— Start of Exercise materials —
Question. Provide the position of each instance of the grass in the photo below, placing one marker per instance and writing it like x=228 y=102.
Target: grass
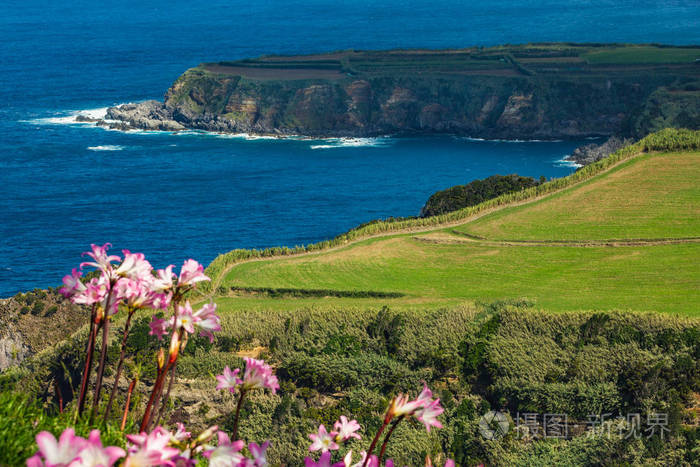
x=661 y=278
x=635 y=200
x=651 y=196
x=642 y=54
— End of Exercise materials —
Short exercise -> Replace "marker" with "dot" throughout the material above and give it back otherwise unchanged. Leave the pictures out.

Solution to this problem ->
Question. Provide the position of each instance of the grass in the photo below, placing one dot per instance and writing it like x=228 y=102.
Target: grass
x=661 y=278
x=635 y=200
x=651 y=196
x=642 y=54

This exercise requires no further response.